►

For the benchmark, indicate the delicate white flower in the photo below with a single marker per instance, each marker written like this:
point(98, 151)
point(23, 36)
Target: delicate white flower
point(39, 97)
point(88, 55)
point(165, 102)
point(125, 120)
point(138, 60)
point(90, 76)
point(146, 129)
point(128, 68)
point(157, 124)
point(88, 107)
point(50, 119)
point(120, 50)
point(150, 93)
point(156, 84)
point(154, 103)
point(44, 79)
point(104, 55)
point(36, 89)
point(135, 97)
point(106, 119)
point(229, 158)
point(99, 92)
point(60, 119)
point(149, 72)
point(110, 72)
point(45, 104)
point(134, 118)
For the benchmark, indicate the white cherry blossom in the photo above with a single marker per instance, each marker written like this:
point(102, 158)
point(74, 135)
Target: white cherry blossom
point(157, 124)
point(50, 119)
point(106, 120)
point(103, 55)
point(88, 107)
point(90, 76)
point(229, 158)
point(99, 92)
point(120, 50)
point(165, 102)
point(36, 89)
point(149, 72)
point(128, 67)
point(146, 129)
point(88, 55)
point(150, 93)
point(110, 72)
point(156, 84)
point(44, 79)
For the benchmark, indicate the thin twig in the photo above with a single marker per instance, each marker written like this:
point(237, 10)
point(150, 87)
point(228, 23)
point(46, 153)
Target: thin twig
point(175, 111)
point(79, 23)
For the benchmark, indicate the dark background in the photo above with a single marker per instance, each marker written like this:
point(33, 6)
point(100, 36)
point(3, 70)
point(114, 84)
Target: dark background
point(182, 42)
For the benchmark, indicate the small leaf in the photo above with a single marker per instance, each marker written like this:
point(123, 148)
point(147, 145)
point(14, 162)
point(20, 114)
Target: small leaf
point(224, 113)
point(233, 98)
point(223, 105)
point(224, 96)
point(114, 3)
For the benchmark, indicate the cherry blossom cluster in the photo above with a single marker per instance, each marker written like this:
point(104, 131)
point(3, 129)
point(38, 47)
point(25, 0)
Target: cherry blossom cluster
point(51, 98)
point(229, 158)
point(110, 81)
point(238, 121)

◄

▸ **WHAT THE TASK REQUIRES**: Lay out every line of the listing above as a numbered list, omitting any blank lines.

▸ **WRITTEN SOLUTION**:
1. For the benchmark, indicate the delicate white flower in the photo below with a single marker per instance, each marker written like this:
2. point(98, 151)
3. point(23, 36)
4. Target: delicate white flower
5. point(39, 97)
6. point(88, 55)
7. point(165, 102)
8. point(125, 120)
9. point(138, 60)
10. point(90, 76)
11. point(146, 129)
12. point(128, 68)
13. point(157, 124)
14. point(88, 107)
15. point(50, 119)
16. point(120, 50)
17. point(150, 93)
18. point(156, 84)
19. point(154, 103)
20. point(44, 79)
21. point(104, 55)
22. point(36, 89)
23. point(135, 97)
24. point(106, 119)
25. point(229, 158)
26. point(99, 92)
27. point(60, 119)
28. point(149, 72)
29. point(110, 72)
30. point(45, 104)
31. point(134, 118)
32. For the benchmark, indicate the white cherry blossom in the photo above with a single marker per instance, each marker written like this:
33. point(102, 158)
34. point(74, 135)
35. Target: white cherry blossom
36. point(157, 124)
37. point(50, 119)
38. point(106, 120)
39. point(103, 55)
40. point(88, 107)
41. point(90, 76)
42. point(229, 158)
43. point(99, 92)
44. point(120, 50)
45. point(165, 102)
46. point(36, 89)
47. point(149, 72)
48. point(128, 67)
49. point(146, 129)
50. point(88, 55)
51. point(150, 93)
52. point(110, 72)
53. point(156, 84)
54. point(44, 79)
55. For the benchmark, indicate the thin twig in the photo above with a single marker per instance, each marker written like this:
56. point(237, 10)
57. point(150, 87)
58. point(228, 23)
59. point(46, 153)
60. Target: thin twig
61. point(175, 111)
62. point(79, 23)
63. For the benchmark, indicate the dark background in the photo above with a single marker per instance, each marker written like this:
64. point(33, 6)
65. point(100, 36)
66. point(3, 70)
67. point(114, 84)
68. Target: dark background
69. point(182, 42)
70. For the benchmark, indicate the small leaf in the photo above with a single marker per instance, each marker written like this:
71. point(123, 148)
72. point(147, 145)
73. point(14, 162)
74. point(20, 114)
75. Target: small leaf
76. point(224, 113)
77. point(233, 98)
78. point(223, 105)
79. point(224, 96)
80. point(114, 3)
81. For the benchmark, indicate the cherry blossom cluster in the photo above with a single marker per instance, each marker written like this:
82. point(104, 131)
83. point(3, 129)
84. point(38, 47)
85. point(25, 0)
86. Target: cherry blossom cluster
87. point(51, 98)
88. point(229, 158)
89. point(110, 81)
90. point(238, 121)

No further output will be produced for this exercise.